▶ **Extrait**
%%
Bien que me rendant enragé cela avait au moins le mérite de la netteté : il n’y avait rien
à attendre de ces barons d’un nouveau moyen-âge déguisé en modernisme. MAIS
survinrent, tombant sur l’humanité comme la vérole sur le bas-clergé, quelques
séismes économico-environnementaux [choc pétrolier, accidents nucléaires,
marées noires,…] qui donnèrent naissance à une nouvelle méthode de gestion des
écologistes ; le faux-culisme, l’enfumage –je n’ose dire l’entubage- systématique.
Je crois que le
pire de tout c’est le fameux IL Y A URGENCE ; ça fait quarante ans qu’il y a urgence, qu’on
nous ballade de sommet de la Terre en sommet de la dernière chance qui ne
servent à rien : à chaque fois le mammouth accouche d’un pet de souris.
J’y ai cru ;
d’une naïveté inimaginable, je pensais que la défense de l’environnement serait
temporaire, que lorsque les problèmes seraient réglés l’écologie reviendrait à
ses origines, une simple discipline scientifique. Non seulement la plupart des
problèmes n’ont pas été résolus mais ils ont été aggravés, et comme la
technologie a spectaculairement progressé notre pouvoir de nuisance est devenu
terrifiant. Terrifiant ! Vous allez penser que je suis un adorateur de la
catastrophe, une espèce de cassandre andropausée : erreur. Demandez autour
de moi, je suis un optimiste du quotidien… avec très peu d’espoir pour le
futur.
Je ne crois pas à
l’apocalypse, vision presque cinématographique de la fin de notre monde ;
mourir sur une musique de Wagner noyés par tsunamis et inondations du siècle ou
pulvérisés par une comète assassine, ça a de la gueule, ça flatterait presque
notre goût du spectacle morbide ; je crains plutôt un pourrissement,
l’avènement d’un monde paranoïaque, concentrationnaire, injuste et
esclavagiste. Ceux qui trustent pouvoir et richesse saccagent et continueront à
saccager le monde, à moins que… L’extraction de toute ressource ira jusqu’à son
extrême. Et ne me dites pas que vous ne l’avez pas vue la face de rat de la
cupidité, celle qui est prête à tout vendre, père et mère compris, celle qui
fait fi de l’existence des autres. Et je dis bien cupidité, pas enrichissement.
Aujourd’hui les
gouvernements sont impuissants, ils n’arrivent pas à mettre au pas la finance
véreuse, imaginez comment ils vont arrêter le pillage mondialisé ; à
défaut d’un homme d’une trempe exceptionnelle, la messe est dite. Nous
sommes aussi responsables : moi et quelques autres de notre impuissance,
vous d’attendre que ça passe, que ça se tasse. Si la situation a pu autant se
dégrader, si les politiques ont persévéré dans leurs aberrations, si les
« businessmen » ont pu mettre la Terre à sac, c’est parce que les
peuples ont tout accepté.
%%
▶ **Exercice A**
Traduisez en anglais cette phrase de l'extrait sur l'écologie : « L’extraction de toute ressource ira jusqu’à son extrême. »
▶ **Exercice B**
Recopiez, s'il vous plaît, la partie de l'extrait sur l'écologie qui commence à « Bien que me » et se termine à « pet de souris. ».
Les données qui suivent n'ont aucun lien avec l'extrait sur l'écologie.

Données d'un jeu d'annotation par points
%%
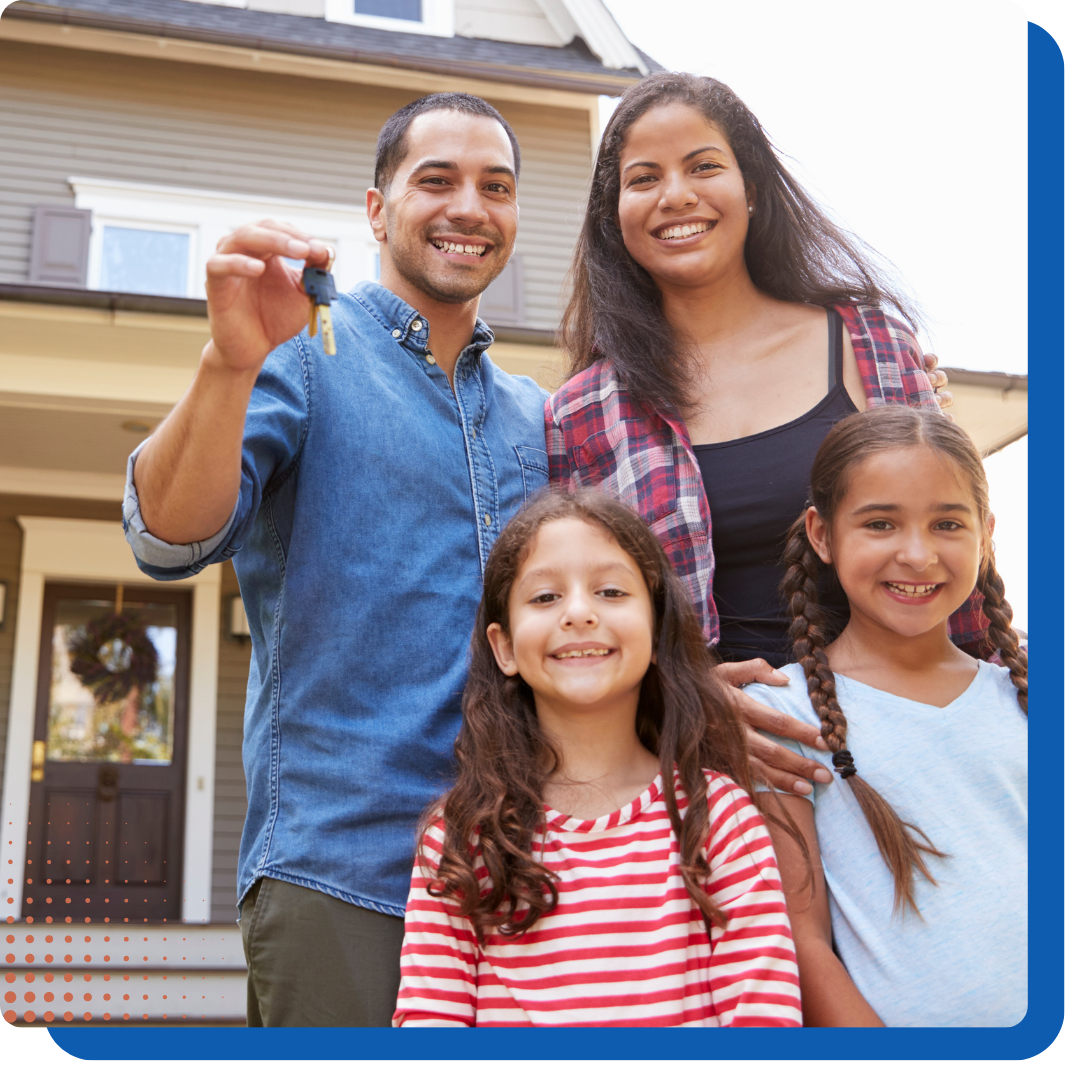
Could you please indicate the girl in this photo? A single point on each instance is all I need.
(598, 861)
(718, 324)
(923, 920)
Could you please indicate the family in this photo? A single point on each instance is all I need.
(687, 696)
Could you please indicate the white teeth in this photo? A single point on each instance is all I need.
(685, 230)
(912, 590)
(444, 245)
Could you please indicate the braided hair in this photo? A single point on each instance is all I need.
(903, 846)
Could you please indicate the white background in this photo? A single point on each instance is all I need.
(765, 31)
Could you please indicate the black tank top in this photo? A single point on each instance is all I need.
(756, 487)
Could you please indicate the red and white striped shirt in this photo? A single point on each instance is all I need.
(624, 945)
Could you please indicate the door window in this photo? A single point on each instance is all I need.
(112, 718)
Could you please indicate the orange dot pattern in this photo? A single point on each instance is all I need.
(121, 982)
%%
%%
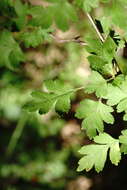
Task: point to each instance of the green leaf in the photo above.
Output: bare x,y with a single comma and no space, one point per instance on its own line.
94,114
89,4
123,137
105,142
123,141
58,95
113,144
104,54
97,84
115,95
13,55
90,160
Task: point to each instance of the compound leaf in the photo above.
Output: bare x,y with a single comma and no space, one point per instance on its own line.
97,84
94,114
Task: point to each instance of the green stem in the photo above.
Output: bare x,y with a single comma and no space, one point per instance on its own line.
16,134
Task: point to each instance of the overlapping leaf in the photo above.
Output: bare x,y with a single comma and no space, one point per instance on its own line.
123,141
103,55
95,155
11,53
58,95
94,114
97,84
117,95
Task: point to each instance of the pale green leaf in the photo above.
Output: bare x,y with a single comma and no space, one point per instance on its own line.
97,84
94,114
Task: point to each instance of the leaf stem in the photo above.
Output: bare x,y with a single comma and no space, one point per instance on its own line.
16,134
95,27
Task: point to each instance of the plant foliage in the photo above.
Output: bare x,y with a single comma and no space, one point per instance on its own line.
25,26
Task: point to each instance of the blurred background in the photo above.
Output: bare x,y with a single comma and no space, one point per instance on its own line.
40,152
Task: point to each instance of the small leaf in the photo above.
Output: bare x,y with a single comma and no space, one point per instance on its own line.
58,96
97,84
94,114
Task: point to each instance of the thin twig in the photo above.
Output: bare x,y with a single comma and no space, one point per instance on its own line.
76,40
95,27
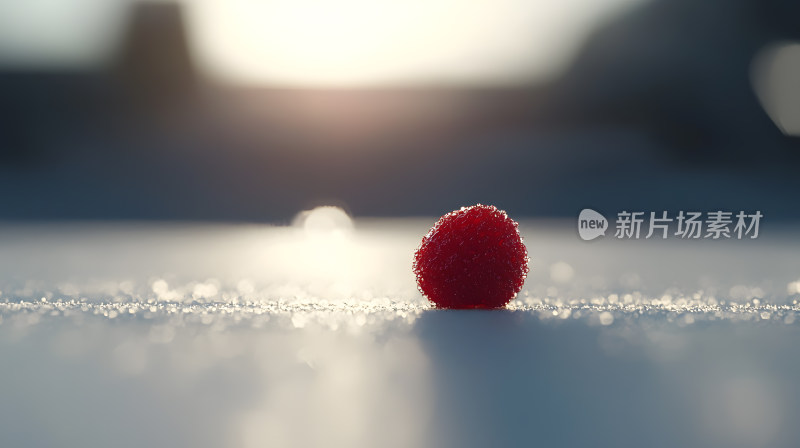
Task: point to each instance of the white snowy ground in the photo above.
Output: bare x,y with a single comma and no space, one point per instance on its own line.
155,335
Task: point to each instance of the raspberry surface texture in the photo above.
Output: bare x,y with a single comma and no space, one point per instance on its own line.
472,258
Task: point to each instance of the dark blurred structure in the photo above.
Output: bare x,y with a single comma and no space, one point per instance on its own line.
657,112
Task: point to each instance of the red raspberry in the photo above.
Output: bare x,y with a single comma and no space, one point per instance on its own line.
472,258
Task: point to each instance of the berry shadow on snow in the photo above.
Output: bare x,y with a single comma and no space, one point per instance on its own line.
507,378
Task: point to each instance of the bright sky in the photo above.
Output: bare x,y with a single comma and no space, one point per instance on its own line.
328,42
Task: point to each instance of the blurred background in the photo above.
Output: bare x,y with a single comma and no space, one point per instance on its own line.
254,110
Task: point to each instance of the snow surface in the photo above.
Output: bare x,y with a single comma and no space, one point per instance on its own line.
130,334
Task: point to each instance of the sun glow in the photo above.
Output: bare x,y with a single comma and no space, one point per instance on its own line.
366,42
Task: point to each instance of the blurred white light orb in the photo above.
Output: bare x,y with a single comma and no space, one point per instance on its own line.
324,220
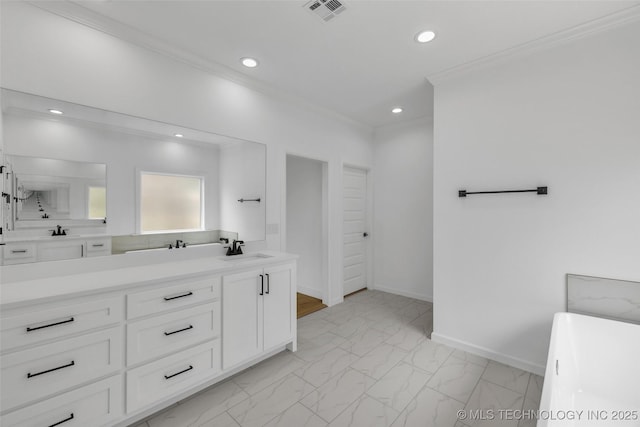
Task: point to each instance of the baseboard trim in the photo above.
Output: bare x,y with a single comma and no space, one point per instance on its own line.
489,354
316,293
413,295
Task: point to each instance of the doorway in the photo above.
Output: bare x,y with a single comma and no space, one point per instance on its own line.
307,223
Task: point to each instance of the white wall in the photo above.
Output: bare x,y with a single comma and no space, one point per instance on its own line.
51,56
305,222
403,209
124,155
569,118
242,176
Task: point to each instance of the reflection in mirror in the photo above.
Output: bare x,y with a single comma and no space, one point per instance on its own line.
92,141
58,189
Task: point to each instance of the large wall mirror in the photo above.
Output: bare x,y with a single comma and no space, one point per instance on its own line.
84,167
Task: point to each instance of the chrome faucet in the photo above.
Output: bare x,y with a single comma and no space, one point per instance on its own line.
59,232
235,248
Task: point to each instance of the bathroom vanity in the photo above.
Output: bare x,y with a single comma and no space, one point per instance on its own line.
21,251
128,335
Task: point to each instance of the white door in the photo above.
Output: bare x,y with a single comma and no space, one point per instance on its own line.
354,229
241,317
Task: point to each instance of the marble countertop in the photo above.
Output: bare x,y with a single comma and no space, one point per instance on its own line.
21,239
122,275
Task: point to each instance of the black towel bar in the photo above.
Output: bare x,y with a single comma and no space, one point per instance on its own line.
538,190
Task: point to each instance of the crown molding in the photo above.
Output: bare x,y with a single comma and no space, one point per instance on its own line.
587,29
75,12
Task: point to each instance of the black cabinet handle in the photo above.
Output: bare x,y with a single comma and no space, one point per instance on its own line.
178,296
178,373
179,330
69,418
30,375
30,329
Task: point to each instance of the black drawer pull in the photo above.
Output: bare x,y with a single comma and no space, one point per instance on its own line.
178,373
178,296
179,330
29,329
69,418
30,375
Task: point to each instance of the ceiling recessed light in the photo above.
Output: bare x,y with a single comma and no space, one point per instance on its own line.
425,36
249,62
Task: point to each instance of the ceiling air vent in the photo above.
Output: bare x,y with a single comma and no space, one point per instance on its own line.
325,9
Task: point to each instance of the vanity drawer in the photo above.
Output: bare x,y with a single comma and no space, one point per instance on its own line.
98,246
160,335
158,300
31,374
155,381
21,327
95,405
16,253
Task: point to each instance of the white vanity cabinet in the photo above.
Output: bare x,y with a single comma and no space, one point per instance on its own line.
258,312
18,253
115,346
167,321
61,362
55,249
%%
%%
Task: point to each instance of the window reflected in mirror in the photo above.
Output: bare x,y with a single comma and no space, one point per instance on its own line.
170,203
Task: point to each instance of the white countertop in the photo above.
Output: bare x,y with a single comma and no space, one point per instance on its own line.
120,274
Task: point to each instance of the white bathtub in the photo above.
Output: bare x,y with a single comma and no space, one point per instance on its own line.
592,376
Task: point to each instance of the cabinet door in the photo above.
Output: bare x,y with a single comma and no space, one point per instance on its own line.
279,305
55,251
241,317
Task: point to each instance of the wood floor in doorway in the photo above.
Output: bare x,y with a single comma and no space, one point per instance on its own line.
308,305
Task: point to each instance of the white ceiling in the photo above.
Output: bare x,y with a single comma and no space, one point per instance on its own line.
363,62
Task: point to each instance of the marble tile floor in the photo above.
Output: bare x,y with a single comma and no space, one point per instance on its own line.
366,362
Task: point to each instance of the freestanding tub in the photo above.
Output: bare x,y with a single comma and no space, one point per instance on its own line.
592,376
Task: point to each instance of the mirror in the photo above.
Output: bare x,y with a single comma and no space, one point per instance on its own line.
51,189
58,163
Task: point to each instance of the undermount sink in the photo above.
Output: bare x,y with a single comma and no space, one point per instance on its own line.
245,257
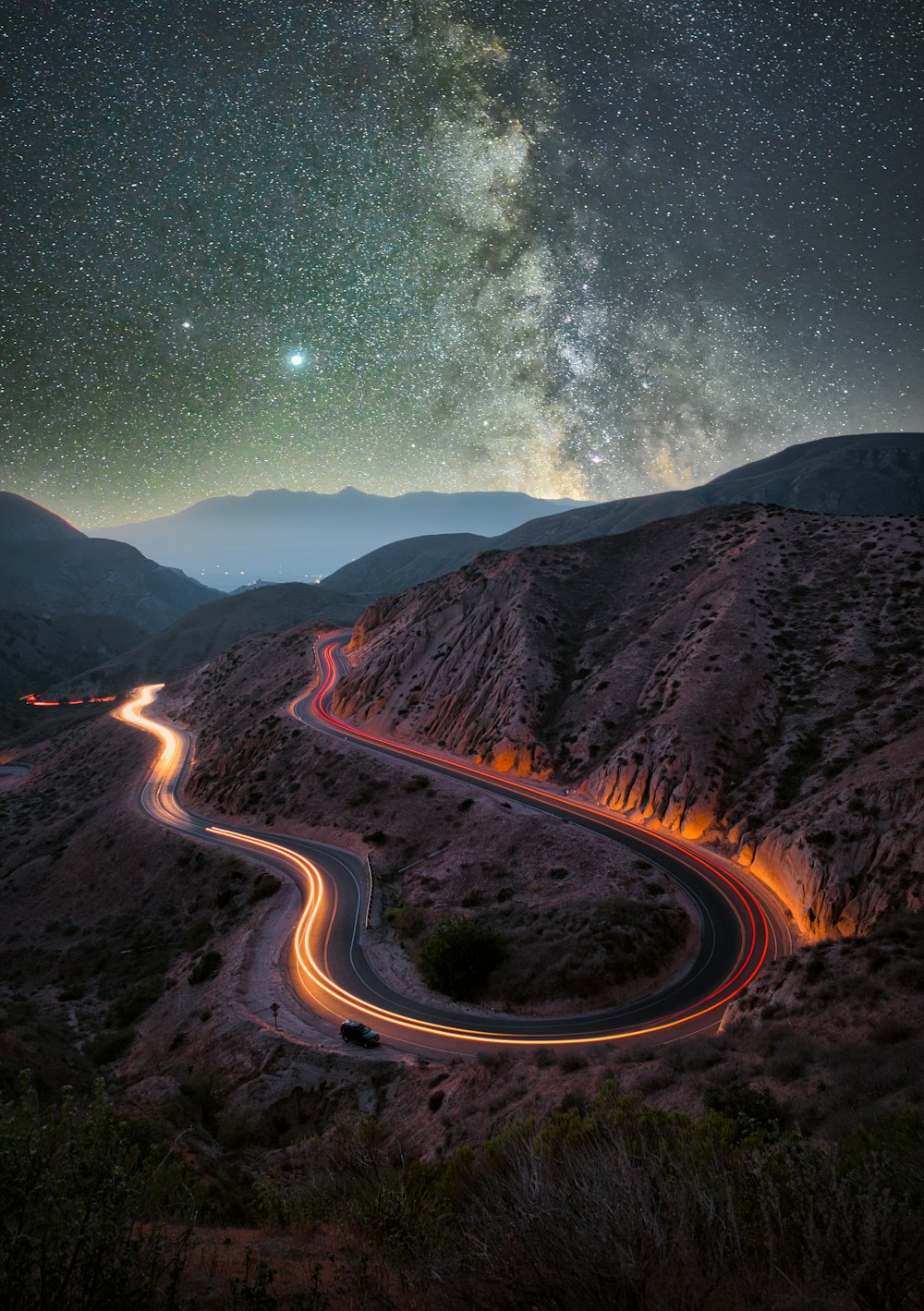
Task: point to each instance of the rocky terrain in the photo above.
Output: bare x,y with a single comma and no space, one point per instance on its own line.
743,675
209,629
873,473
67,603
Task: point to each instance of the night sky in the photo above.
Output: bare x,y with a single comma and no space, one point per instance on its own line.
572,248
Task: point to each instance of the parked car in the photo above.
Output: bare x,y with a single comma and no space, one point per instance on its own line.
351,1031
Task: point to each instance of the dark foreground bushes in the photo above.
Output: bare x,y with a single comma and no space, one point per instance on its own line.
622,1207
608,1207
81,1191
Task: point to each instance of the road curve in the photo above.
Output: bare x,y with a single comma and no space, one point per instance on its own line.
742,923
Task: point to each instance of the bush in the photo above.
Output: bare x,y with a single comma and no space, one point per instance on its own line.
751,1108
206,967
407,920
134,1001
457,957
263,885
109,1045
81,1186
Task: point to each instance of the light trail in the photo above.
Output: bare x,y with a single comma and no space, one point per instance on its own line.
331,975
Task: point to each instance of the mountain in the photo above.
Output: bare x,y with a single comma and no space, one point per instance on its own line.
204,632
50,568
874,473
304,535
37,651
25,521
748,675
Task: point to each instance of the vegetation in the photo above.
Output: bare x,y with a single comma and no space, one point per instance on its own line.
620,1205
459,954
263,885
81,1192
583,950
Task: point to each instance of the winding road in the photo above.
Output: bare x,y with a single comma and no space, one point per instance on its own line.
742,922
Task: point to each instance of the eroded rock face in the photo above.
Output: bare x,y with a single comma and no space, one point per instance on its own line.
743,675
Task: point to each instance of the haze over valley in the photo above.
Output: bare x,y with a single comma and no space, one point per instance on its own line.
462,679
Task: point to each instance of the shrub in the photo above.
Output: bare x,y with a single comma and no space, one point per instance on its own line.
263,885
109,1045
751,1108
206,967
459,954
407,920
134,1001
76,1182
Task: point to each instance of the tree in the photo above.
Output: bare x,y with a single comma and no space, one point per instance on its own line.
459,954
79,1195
%%
▶ **Corrigé A**
The extraction of every resource will be taken to its extreme.

▶ **Corrigé B**
Bien que me rendant enragé cela avait au moins le mérite de la netteté : il n’y avait rien
à attendre de ces barons d’un nouveau moyen-âge déguisé en modernisme. MAIS
survinrent, tombant sur l’humanité comme la vérole sur le bas-clergé, quelques
séismes économico-environnementaux [choc pétrolier, accidents nucléaires,
marées noires,…] qui donnèrent naissance à une nouvelle méthode de gestion des
écologistes ; le faux-culisme, l’enfumage –je n’ose dire l’entubage- systématique.
Je crois que le
pire de tout c’est le fameux IL Y A URGENCE ; ça fait quarante ans qu’il y a urgence, qu’on
nous ballade de sommet de la Terre en sommet de la dernière chance qui ne
servent à rien : à chaque fois le mammouth accouche d’un pet de souris.